State how many lines in the entries below hold the word "blonde", with nothing besides the number.

____ The data

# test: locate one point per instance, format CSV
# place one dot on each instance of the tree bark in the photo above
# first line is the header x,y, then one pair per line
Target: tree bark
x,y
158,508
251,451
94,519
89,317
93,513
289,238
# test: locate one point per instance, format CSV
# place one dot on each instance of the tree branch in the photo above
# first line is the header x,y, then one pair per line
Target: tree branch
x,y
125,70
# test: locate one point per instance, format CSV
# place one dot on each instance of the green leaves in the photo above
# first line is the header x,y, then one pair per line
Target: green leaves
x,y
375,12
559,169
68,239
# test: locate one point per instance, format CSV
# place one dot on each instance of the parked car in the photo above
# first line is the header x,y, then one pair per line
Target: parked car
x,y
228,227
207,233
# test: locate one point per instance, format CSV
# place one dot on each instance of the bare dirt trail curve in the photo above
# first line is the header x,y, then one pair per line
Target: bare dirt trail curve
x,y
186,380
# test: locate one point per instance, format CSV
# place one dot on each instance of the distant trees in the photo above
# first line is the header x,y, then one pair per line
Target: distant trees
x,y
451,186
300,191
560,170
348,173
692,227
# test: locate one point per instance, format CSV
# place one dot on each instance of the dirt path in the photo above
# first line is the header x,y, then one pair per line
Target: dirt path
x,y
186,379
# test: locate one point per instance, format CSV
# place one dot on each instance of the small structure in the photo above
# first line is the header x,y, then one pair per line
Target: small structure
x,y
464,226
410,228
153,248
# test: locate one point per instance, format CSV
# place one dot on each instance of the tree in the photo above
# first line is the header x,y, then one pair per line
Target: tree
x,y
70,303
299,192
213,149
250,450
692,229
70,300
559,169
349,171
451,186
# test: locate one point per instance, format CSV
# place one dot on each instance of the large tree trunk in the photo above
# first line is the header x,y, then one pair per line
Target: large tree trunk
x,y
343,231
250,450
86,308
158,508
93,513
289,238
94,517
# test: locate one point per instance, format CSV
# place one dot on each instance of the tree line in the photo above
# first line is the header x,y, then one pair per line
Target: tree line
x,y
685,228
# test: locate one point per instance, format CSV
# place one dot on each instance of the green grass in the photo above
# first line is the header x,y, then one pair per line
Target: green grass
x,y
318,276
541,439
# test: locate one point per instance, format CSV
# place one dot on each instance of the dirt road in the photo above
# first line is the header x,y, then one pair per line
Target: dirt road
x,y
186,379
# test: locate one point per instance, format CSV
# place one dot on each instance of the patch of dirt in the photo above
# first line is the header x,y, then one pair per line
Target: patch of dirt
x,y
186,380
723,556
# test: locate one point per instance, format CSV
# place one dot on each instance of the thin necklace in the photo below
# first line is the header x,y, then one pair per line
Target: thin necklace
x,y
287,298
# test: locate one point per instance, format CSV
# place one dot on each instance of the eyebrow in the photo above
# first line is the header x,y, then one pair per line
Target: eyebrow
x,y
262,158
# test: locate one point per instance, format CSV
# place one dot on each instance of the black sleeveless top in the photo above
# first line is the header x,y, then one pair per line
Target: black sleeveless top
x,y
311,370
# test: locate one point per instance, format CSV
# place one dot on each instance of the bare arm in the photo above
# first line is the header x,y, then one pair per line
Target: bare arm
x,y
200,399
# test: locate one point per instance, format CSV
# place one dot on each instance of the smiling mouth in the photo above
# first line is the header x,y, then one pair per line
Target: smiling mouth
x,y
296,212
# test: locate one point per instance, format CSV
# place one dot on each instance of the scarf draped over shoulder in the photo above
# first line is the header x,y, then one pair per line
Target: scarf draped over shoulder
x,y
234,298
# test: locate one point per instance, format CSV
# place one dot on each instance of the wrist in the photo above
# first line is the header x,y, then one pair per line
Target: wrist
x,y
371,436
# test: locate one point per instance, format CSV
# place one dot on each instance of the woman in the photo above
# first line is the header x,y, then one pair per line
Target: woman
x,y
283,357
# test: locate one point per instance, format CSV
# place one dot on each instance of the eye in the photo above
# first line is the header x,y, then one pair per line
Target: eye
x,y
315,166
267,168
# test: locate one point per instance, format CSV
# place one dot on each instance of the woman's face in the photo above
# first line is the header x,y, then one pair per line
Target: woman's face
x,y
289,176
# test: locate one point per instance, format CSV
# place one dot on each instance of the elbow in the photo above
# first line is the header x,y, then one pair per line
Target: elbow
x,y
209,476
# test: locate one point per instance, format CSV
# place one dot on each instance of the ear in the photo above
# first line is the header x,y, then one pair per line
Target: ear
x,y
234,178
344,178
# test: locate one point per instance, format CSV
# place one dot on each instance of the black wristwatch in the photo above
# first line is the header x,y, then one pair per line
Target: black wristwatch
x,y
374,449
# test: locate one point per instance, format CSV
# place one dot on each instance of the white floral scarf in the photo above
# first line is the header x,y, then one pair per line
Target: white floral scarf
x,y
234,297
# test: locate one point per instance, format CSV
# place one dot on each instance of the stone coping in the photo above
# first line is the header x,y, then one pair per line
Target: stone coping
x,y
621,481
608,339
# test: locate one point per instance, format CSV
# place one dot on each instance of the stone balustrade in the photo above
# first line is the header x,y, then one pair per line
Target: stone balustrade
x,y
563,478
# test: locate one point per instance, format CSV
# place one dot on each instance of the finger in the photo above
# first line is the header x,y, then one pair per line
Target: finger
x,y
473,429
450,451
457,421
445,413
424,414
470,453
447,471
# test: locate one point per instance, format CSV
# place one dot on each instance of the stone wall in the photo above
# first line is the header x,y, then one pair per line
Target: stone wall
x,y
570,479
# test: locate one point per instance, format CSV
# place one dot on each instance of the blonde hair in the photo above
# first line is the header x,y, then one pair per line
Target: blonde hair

________

> Answer below
2